** AIM OF THE TASK **
Please copy the records below, swapping "a dot for each instance" for "one point per instance" everywhere it occurs and changing nothing else. Leave out the pictures.
--- Start of MATERIAL FOR THIS EXERCISE ---
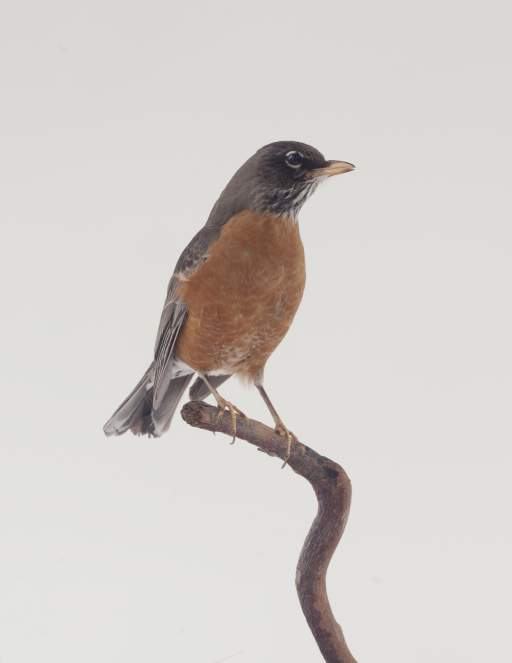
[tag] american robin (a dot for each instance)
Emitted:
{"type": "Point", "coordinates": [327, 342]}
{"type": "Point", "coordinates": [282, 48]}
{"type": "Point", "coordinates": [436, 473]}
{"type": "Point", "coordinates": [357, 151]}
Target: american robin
{"type": "Point", "coordinates": [234, 292]}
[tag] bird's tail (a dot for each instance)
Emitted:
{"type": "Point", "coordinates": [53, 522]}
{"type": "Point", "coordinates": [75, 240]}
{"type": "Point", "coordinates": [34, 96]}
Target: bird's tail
{"type": "Point", "coordinates": [136, 412]}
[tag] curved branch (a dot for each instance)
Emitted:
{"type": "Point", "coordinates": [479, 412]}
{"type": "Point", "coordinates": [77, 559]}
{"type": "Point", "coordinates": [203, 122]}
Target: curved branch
{"type": "Point", "coordinates": [333, 491]}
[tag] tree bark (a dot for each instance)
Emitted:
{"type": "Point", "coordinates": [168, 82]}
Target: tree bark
{"type": "Point", "coordinates": [333, 491]}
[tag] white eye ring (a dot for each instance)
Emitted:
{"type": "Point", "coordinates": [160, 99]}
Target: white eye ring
{"type": "Point", "coordinates": [292, 154]}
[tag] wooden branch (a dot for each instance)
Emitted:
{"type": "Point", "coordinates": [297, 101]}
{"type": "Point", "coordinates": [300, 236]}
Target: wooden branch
{"type": "Point", "coordinates": [333, 492]}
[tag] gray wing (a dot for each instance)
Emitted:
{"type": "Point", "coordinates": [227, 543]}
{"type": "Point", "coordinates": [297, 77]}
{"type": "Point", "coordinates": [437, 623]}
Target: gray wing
{"type": "Point", "coordinates": [174, 313]}
{"type": "Point", "coordinates": [233, 199]}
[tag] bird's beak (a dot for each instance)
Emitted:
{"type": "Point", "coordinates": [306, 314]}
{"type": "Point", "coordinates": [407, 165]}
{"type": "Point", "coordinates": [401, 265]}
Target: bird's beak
{"type": "Point", "coordinates": [333, 168]}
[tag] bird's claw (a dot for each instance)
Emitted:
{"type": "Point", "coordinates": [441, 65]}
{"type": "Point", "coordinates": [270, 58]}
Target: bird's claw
{"type": "Point", "coordinates": [281, 429]}
{"type": "Point", "coordinates": [226, 406]}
--- End of MATERIAL FOR THIS EXERCISE ---
** WRITTEN RESPONSE **
[tag] american robin (one point per instance)
Emitted:
{"type": "Point", "coordinates": [327, 342]}
{"type": "Point", "coordinates": [282, 48]}
{"type": "Point", "coordinates": [436, 473]}
{"type": "Point", "coordinates": [357, 151]}
Target: american robin
{"type": "Point", "coordinates": [234, 292]}
[tag] bird's tail (one point per instance)
Emitted:
{"type": "Point", "coordinates": [53, 522]}
{"type": "Point", "coordinates": [75, 240]}
{"type": "Point", "coordinates": [34, 96]}
Target: bird's tail
{"type": "Point", "coordinates": [136, 412]}
[tag] curved branch (one point per instance)
Emitted:
{"type": "Point", "coordinates": [479, 412]}
{"type": "Point", "coordinates": [77, 559]}
{"type": "Point", "coordinates": [203, 122]}
Target: curved branch
{"type": "Point", "coordinates": [333, 491]}
[tag] tree bark (one point per instance)
Emitted:
{"type": "Point", "coordinates": [168, 82]}
Target: tree bark
{"type": "Point", "coordinates": [333, 491]}
[tag] white eye ring (one point per instance)
Emitted:
{"type": "Point", "coordinates": [160, 99]}
Target: white eye ring
{"type": "Point", "coordinates": [292, 154]}
[tag] wooden branch (one point per instance)
Emitted:
{"type": "Point", "coordinates": [297, 101]}
{"type": "Point", "coordinates": [300, 236]}
Target: wooden branch
{"type": "Point", "coordinates": [333, 492]}
[tag] gray wing (one point per instance)
Emitted:
{"type": "Point", "coordinates": [227, 543]}
{"type": "Point", "coordinates": [297, 77]}
{"type": "Point", "coordinates": [437, 623]}
Target: gray wing
{"type": "Point", "coordinates": [174, 313]}
{"type": "Point", "coordinates": [233, 199]}
[tag] bird's beak (one point per instance)
Emitted:
{"type": "Point", "coordinates": [306, 314]}
{"type": "Point", "coordinates": [407, 165]}
{"type": "Point", "coordinates": [401, 265]}
Target: bird's beak
{"type": "Point", "coordinates": [333, 168]}
[tag] bird's claw (one point per instance)
Emitted:
{"type": "Point", "coordinates": [441, 65]}
{"type": "Point", "coordinates": [270, 58]}
Target: bird's claw
{"type": "Point", "coordinates": [281, 429]}
{"type": "Point", "coordinates": [226, 406]}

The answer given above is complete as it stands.